Note: the count is a bit high, since there are extra words at the front and it also counts things like "Chapter IV" as two words. It's not a bad estimate though.

### Working with Multiple Files

Let's take a look at more books. (Why analyze one dataset when you can analyze many?!?) Before we do, let's move the bulk of the code to a function, since we'll use the same analysis on each book.

In [None]:
from pathlib import Path

def count_words(filename):
    """
    Count the approximate number of words in a file.

    Args:
        path (string): path to file to count words in
    
    Returns:
        Nothing. The number of words in the file is printed.
    """
    try:
        path = Path(filename)
        contents = path.read_text(encoding='utf-8')
    except FileNotFoundError:
        print(f'Sorry, the file {path} does not exist.')
    else:
        # Count the approximate number of words in the file
        words = contents.split()
        num_words = len(words)
        print(f'The file {path} has about {num_words} words.')

filenames = ['alice.txt', 'jackson.txt', 'principia.txt']

for filename in filenames:
    count_words(filename)

We can now run the same analysis on each book. Even though `jackson.txt` doesn't exist (without figures, why bother?), the program moves on to the next one after printing a useful error.

### Failing Silently

In the previous example we let the user know one of the books wasn't available, but you don't need to report the result of every failed exception. If your program is OK failing silently and continuing on, you can use the `pass` statement.

In [None]:
from pathlib import Path

def count_words(filename):
    """
    Count the approximate number of words in a file.

    Args:
        path (string): path to file to count words in
    
    Returns:
        Nothing. The number of words in the file is printed.
    """
    try:
        path = Path(filename)
        contents = path.read_text(encoding='utf-8')
    except FileNotFoundError:
        pass
    else:
        # Count the approximate number of words in the file
        words = contents.split()
        num_words = len(words)
        print(f'The file {path} has about {num_words} words.')

filenames = ['alice.txt', 'jackson.txt', 'principia.txt']

for filename in filenames:
    count_words(filename)

§ RECORDED INFORMATION:
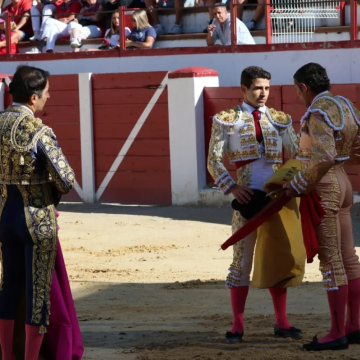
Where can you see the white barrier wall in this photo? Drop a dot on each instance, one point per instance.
(186, 125)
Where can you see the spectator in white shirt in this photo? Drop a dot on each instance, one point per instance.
(221, 29)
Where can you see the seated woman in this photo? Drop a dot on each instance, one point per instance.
(21, 12)
(143, 35)
(86, 24)
(57, 28)
(111, 40)
(15, 37)
(42, 11)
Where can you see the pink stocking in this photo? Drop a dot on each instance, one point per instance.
(279, 297)
(6, 338)
(238, 300)
(337, 303)
(353, 306)
(33, 342)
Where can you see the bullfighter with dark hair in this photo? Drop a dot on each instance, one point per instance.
(253, 137)
(33, 174)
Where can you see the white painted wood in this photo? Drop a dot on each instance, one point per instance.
(129, 141)
(87, 139)
(186, 132)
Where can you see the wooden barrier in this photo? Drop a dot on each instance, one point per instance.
(281, 98)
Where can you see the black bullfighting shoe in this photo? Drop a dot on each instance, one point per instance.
(354, 337)
(338, 344)
(291, 332)
(232, 338)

§ WHAT IS ASKED:
[A] Please copy the rows exactly, starting at the line that contains "Where can you see the pink" and ending at the last line of the rows, with both of those lines included.
[B] Pick up the Python tutorial on counting words in files where it stops, and continue it.

§ EXERCISE RESULTS:
[A]
Where can you see the pink stocking in this photo? Drop a dot on each instance, one point per instance.
(279, 297)
(6, 338)
(238, 300)
(337, 303)
(353, 306)
(33, 342)
Where can you see the bullfighter with dark hair in this photo? Drop a dot on each instance, one point per instance.
(253, 137)
(33, 174)
Where can you see the white painted wood in this photo? Drop a dot on each instance, one point per instance.
(129, 141)
(87, 139)
(186, 132)
Where can you see the wooden barrier in this photo? Drop a dot on each instance, one point per instance.
(281, 98)
Where can you see the black bullfighting shoe in this photo? Drop a dot on each instance, one point per instance.
(354, 337)
(338, 344)
(291, 332)
(232, 338)

[B]
### Deciding Which Errors to Report

Generally, you should think about whether the user is expecting the information or not. For example, when calculating the roots of a quadratic equation, if you silently fail when dividing by zero or when the argument of the root is negative, the user will be confused when no answer is returned. (What are the roots? Why didn't it print any result?) On the other hand, if a user is expecting to see the word counts of some books, but doesn't know which are supposed to be checked, they may not care if a few aren't printed. (If all files fail to open though, they will certainly get confused!)

### Refactoring

In almost every program I've written, I come to a ppoint where my code works, but it could cleary be improved by breaking it up into a series of functions. This (very common) process is called *refactoring*. We did this above by making a `count_words()` function and converting the comment into a docstring.

Often times the overall logic of a program isn't clear until you start writing it. The more practice you get, the more you will be able to outline your code ahead of time to determine the structure (which functions you will need) and include them from the start. Thinking ahead is an important skill, but you will likely always find yourself refactoring code, even if just a little.

## Practice

Open the book *Alice in Wonderland* and pick a few words you think might commonly appear. Count how many times each word appears in the book and print the result.